# GOAL
Print the complete set of entries exactly.

# EXCERPTED DATA

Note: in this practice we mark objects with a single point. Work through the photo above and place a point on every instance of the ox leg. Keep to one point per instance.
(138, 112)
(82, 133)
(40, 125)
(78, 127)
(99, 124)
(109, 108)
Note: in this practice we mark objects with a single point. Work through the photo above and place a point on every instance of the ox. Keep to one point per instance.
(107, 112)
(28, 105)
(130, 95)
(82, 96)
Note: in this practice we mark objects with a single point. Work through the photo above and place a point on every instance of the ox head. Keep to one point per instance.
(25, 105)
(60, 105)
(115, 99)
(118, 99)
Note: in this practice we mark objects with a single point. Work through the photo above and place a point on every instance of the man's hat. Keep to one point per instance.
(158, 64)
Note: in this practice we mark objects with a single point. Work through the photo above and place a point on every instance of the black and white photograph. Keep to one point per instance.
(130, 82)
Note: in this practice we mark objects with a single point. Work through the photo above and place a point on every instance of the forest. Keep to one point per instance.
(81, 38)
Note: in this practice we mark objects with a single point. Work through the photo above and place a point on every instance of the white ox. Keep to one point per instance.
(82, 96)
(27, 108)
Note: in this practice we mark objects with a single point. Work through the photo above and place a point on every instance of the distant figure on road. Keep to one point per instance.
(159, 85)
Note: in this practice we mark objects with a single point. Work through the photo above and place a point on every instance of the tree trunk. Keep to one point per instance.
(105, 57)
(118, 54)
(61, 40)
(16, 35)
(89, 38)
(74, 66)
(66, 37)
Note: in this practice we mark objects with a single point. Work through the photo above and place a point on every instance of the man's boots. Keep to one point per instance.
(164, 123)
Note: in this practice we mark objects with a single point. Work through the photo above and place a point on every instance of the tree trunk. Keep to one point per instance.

# WRITTEN RESPONSE
Note: in this practice we mark objects with a single point. Work through the photo above and place a point on every instance of the ox leg. Keep to one point per instance.
(138, 112)
(82, 133)
(40, 125)
(78, 127)
(99, 124)
(109, 108)
Note: in this practice we mark objects with a single point. Work through the photo above and place a point on every instance of the ox. Keep to one point per instance.
(107, 112)
(28, 105)
(130, 95)
(82, 96)
Note: in this practice we mark objects with a single point. Work through the photo above and place a point on every instance of the ox head. Keep to one point per instance.
(25, 105)
(60, 105)
(115, 99)
(118, 99)
Note: in this practice we mark objects with a single point. Work through the photo above and place a point on every instance of the man's hat. Keep to one point per instance.
(158, 64)
Note: in this practice we mark objects with a single point. Work through the photo above and place a point on every instance of the black and white photograph. Keep to one point per instance.
(130, 82)
Note: in this practice we mark objects with a single point. Work through the photo above and place a point on every instance of the forest. Keep to one point per instance.
(81, 38)
Note: in this practice we mark objects with a single point. Work through the photo above and place a point on every instance of the white ox. Keep to one point per instance.
(82, 96)
(27, 108)
Note: in this practice we mark objects with a single point. Work through the photo above and place a point on every instance of the distant figure on road. Keep to one point per instance.
(159, 85)
Note: in this practice we mark objects with a single point. Work through the photo above and place a point on every instance of the tree trunk. Keep to one point per instance.
(105, 57)
(118, 54)
(61, 40)
(16, 35)
(89, 38)
(74, 66)
(66, 37)
Note: in this practice we mark objects with a single point. Work through the photo above and place a point on every instance of the man's boots. Keep to one point per instance.
(164, 123)
Note: in this practice we mark objects with a single point. Work through the photo above and place a point on every instance of the tree trunk. Keep to one point per instance.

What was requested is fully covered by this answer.